---------- EXCERPTED RECORDS ----------

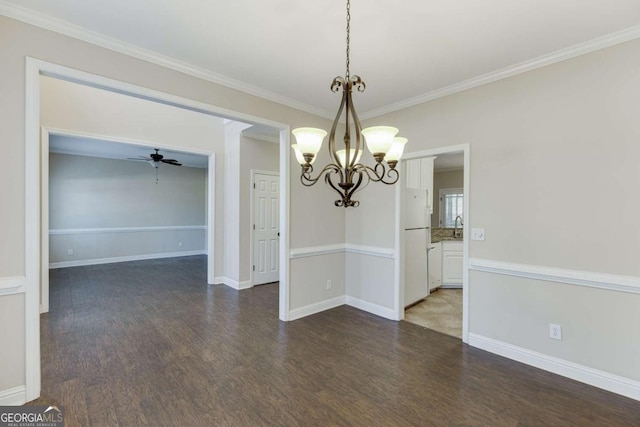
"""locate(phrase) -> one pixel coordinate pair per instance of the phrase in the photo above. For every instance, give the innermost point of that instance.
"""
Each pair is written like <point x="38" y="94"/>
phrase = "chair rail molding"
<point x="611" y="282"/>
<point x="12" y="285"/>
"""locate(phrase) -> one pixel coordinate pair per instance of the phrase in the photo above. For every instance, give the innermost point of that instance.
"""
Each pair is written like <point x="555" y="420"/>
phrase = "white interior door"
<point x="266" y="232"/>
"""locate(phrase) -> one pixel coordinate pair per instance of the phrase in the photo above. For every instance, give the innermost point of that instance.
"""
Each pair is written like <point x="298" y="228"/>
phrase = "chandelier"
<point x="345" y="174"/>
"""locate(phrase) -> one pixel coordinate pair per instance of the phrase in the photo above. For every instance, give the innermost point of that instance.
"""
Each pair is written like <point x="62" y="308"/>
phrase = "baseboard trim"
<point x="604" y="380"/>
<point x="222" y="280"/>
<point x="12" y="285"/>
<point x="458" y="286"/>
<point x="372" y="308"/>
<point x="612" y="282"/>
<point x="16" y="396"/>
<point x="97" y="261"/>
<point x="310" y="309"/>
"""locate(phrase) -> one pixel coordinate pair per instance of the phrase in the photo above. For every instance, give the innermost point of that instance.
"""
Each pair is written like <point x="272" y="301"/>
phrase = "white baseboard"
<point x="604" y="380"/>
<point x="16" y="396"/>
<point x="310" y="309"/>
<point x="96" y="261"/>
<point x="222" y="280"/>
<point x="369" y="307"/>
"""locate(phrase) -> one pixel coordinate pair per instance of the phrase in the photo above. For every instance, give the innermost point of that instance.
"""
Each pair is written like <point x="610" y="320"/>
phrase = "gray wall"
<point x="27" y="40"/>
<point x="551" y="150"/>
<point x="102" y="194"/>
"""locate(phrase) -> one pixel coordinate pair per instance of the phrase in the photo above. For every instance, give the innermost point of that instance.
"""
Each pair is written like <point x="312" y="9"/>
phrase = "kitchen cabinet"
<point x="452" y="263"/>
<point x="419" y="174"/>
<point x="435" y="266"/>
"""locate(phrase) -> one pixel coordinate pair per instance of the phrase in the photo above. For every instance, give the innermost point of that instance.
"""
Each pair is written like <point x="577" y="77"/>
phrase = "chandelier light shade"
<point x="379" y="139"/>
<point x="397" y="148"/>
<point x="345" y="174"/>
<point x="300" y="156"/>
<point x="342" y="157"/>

----------
---------- EXCERPTED RECORDS ----------

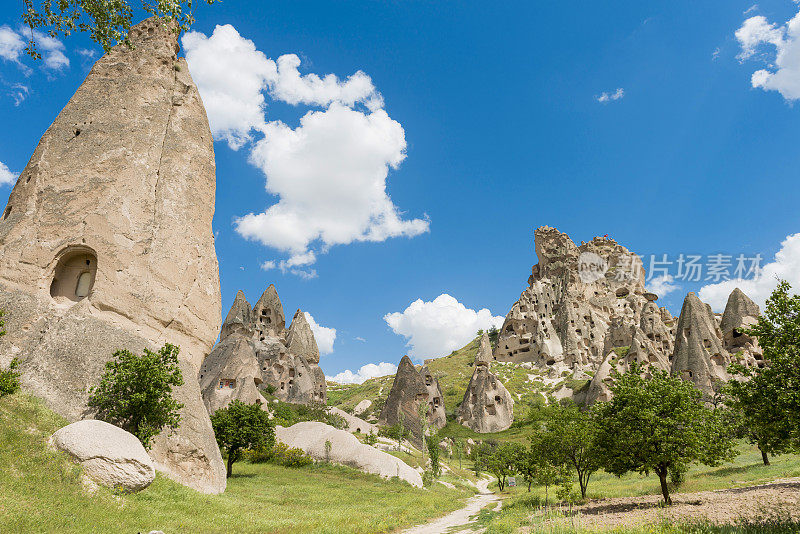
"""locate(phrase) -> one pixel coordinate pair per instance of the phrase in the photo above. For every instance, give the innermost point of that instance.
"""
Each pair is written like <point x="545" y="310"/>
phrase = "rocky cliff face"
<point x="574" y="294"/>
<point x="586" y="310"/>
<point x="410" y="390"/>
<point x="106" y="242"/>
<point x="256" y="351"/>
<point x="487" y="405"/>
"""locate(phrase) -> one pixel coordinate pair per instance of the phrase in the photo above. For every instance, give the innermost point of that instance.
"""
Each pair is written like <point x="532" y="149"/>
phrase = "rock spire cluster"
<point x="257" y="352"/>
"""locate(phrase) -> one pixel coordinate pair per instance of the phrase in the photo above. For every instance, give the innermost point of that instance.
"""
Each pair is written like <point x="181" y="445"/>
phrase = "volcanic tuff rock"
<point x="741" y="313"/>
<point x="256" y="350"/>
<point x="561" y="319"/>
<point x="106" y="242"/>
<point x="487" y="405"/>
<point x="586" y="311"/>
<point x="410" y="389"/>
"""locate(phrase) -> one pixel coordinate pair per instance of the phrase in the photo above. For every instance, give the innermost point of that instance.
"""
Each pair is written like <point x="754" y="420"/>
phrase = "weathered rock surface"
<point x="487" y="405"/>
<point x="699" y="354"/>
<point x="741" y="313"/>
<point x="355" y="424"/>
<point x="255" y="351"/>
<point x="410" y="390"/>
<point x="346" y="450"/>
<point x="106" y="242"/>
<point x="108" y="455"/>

----------

* REQUIREMENT *
Report all lines above with "like".

* YOUR RESPONSE *
Each pair is written like <point x="38" y="94"/>
Each pair is written like <point x="555" y="420"/>
Each pair is written like <point x="298" y="228"/>
Each pair is written like <point x="62" y="308"/>
Each pair is written like <point x="272" y="301"/>
Each pair is written like <point x="610" y="320"/>
Each pair is written like <point x="312" y="9"/>
Each pair is written like <point x="577" y="77"/>
Each pair is written like <point x="545" y="310"/>
Each pair is written like <point x="532" y="149"/>
Each pair is written like <point x="181" y="445"/>
Each pair is written like <point x="754" y="420"/>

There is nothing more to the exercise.